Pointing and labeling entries
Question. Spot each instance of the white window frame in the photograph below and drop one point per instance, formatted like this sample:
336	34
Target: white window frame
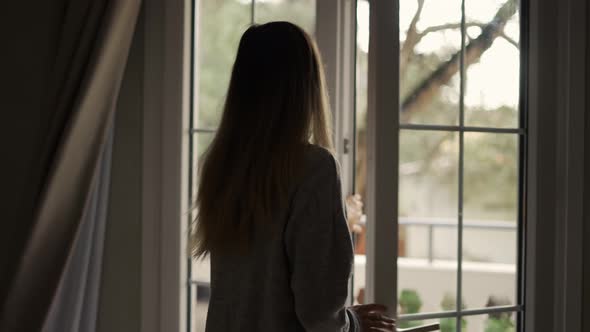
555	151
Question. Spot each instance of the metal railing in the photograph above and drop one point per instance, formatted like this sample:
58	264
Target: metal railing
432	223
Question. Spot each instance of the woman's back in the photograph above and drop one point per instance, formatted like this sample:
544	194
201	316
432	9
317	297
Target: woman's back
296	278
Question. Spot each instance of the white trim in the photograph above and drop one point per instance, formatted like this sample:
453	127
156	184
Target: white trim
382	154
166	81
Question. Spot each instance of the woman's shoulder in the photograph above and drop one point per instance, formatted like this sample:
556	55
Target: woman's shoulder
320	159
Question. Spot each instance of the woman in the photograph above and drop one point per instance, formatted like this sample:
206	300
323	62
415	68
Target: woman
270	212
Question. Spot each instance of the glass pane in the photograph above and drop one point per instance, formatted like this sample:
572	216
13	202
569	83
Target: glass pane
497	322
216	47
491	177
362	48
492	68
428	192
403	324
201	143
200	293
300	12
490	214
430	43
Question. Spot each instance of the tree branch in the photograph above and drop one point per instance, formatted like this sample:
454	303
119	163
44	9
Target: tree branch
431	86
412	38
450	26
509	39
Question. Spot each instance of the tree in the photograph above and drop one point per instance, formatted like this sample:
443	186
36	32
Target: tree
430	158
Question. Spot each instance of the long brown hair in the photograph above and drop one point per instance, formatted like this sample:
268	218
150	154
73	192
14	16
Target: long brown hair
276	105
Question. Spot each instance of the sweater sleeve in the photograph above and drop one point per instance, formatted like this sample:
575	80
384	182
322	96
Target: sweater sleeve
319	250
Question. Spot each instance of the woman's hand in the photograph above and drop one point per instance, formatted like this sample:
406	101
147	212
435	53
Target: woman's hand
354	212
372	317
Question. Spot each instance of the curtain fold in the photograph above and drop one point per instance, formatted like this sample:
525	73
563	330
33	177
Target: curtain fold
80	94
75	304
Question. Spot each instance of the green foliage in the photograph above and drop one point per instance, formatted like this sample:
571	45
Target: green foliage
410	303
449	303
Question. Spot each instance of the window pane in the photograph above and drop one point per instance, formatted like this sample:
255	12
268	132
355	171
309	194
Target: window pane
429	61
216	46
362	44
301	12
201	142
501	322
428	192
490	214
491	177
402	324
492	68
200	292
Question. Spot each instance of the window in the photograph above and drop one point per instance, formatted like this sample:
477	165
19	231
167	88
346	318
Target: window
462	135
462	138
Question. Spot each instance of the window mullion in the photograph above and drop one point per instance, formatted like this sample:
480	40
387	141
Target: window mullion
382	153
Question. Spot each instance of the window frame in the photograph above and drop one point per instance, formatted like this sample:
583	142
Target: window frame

GIVEN TASK
Rewrite the stretch from the entry containing "Question. Spot each instance of the sweater" through the end of the entries, keeping every line. Increase each answer coordinate by 82, and leave the format sample values unchanged.

FULL RESPONSE
Question. Spot each instance of the sweater sleeve in the photograph above and drop one point per instance, formatted like this sample:
575	80
384	182
322	96
Target: sweater sleeve
401	332
Question. Spot each instance of the woman's hand in the photograph above and drop one point per instance, formatted like this sample:
406	101
147	212
435	53
Target: woman's hand
436	294
454	399
Question. Spot each instance of the curtain fold in the photograph above and drop one point per instance, formatted like this sample:
525	73
563	330
33	177
Target: curtain fold
162	176
157	386
Question. Spot each instance of the green foliage in the photograph above and drop one point per instance, formatted like this sample:
571	45
Target: green foliage
492	385
531	385
Question. Spot each instance of the window pane in the photograph above and drop one point per instance, formatted like this sample:
255	12
268	132
355	171
309	194
Target: window pane
511	143
298	128
444	126
383	94
283	224
583	404
510	274
572	296
573	259
484	406
574	150
282	374
Question. Spot each instance of the window in the photograph above and drop one point per instance, formatted like this sample:
477	165
19	231
167	88
346	318
Target: window
544	217
544	220
Question. Spot each instance of the window mullion in the photograph above and drop one point per instance, formatted like this sample:
480	40
387	141
Target: window mullion
464	235
Question. Spot each instance of the window frame in the photograph above and drop one point per instance, formatted like this sample:
583	142
Target: window frame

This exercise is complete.